» Brief:
Reproduce the listing lines between the one containing "form [(623, 584)]." and the end of the listing, inclusive, with the requests kept in. Shift every coordinate in the answers by -13, but leave the sample points in the requests as they are.

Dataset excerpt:
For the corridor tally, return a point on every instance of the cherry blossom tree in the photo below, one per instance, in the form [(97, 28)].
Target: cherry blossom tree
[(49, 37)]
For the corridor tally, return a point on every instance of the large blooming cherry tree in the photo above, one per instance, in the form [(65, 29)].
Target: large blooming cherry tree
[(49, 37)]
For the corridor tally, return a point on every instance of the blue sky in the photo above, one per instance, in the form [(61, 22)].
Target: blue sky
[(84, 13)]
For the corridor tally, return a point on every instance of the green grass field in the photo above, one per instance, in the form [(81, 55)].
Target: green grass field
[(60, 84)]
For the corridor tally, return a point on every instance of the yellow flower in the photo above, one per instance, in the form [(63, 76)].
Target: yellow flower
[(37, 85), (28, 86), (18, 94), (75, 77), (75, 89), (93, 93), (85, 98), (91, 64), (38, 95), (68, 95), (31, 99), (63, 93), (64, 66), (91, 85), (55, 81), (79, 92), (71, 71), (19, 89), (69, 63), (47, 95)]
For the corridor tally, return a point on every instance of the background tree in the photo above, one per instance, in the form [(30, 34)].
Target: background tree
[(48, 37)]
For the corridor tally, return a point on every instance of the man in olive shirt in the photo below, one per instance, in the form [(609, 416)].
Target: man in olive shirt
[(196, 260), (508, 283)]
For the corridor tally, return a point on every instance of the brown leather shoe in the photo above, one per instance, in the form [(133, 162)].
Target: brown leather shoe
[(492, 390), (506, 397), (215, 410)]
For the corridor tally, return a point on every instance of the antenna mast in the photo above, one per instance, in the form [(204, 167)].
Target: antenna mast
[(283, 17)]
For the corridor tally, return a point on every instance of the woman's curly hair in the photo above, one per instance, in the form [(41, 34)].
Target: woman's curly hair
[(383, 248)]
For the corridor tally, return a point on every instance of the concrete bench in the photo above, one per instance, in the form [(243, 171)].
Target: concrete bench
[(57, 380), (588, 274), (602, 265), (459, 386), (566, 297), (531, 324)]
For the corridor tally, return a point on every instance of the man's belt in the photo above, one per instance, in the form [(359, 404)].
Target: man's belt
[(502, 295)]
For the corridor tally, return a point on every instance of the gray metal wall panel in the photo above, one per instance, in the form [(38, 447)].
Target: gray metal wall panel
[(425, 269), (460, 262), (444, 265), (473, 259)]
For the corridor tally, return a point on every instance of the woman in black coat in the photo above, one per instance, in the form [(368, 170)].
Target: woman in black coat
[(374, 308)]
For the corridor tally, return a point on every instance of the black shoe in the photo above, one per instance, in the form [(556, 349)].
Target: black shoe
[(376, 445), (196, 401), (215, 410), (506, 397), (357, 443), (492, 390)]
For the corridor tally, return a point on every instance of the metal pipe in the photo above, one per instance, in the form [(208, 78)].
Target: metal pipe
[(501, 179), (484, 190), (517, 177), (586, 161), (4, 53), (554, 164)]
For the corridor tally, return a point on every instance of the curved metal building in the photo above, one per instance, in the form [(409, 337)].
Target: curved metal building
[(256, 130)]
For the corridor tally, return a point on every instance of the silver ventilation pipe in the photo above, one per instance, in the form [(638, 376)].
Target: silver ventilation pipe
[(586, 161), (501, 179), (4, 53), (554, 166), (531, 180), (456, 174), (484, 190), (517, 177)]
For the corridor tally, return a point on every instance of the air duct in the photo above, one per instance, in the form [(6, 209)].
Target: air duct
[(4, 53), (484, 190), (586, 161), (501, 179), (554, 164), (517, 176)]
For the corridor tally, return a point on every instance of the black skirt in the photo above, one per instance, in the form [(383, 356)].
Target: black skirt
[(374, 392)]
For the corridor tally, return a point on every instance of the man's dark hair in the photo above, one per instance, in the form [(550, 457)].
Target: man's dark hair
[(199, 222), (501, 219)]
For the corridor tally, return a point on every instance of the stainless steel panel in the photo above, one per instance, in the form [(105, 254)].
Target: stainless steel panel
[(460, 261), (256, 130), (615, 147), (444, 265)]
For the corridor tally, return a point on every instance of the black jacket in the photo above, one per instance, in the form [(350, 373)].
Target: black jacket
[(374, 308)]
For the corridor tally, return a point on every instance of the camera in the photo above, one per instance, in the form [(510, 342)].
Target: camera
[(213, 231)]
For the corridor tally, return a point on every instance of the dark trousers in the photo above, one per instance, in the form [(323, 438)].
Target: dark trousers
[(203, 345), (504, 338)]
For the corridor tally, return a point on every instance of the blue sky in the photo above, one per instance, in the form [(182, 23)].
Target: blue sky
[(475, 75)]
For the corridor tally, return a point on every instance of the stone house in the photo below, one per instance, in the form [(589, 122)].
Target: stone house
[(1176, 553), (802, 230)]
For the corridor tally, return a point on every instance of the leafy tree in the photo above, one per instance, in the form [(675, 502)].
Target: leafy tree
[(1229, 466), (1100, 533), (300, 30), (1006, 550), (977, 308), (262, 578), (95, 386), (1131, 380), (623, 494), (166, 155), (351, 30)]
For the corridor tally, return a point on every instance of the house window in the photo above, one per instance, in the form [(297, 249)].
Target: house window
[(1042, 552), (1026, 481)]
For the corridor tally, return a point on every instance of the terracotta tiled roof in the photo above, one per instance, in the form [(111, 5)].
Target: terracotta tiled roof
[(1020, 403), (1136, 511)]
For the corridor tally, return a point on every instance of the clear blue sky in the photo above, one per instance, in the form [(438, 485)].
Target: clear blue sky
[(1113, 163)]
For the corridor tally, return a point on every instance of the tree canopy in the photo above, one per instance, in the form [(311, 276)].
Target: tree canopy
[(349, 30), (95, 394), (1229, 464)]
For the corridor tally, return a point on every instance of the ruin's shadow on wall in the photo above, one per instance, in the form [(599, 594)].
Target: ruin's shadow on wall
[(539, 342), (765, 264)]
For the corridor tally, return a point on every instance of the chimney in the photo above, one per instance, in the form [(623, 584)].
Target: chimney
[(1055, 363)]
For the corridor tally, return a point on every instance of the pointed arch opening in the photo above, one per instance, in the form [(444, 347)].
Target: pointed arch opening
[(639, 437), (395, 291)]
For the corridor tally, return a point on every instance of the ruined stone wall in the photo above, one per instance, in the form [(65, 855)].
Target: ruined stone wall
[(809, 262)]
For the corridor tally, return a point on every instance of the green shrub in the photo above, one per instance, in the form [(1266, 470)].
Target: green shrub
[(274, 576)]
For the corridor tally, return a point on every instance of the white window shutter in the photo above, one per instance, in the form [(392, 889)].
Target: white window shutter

» Result for this exercise:
For the corridor tally, return a point on every instance of the chimney in the photo above, one per instance, in the form [(623, 584)].
Target: chimney
[(1042, 350)]
For the corridor tally, return a point on every instance of the pointed arch opening in the photo above, one per instance, in the form [(444, 347)].
Target: pointed arch opening
[(626, 424), (382, 278)]
For the corridor tally, return a point on every instance of the ruined stone wall in the photo above, one per instance, in the form [(65, 855)].
Target: ruined stone wall
[(796, 249)]
For the corridor tally, return a point on every instance of the green shrub in the photo above, one per instance, in the form [(1266, 470)].
Target: green shrub
[(261, 563)]
For the corridor tally, return a point on every instance of the white window shutter in the photo above, one per instance, in the form [(392, 889)].
Target: white window shutter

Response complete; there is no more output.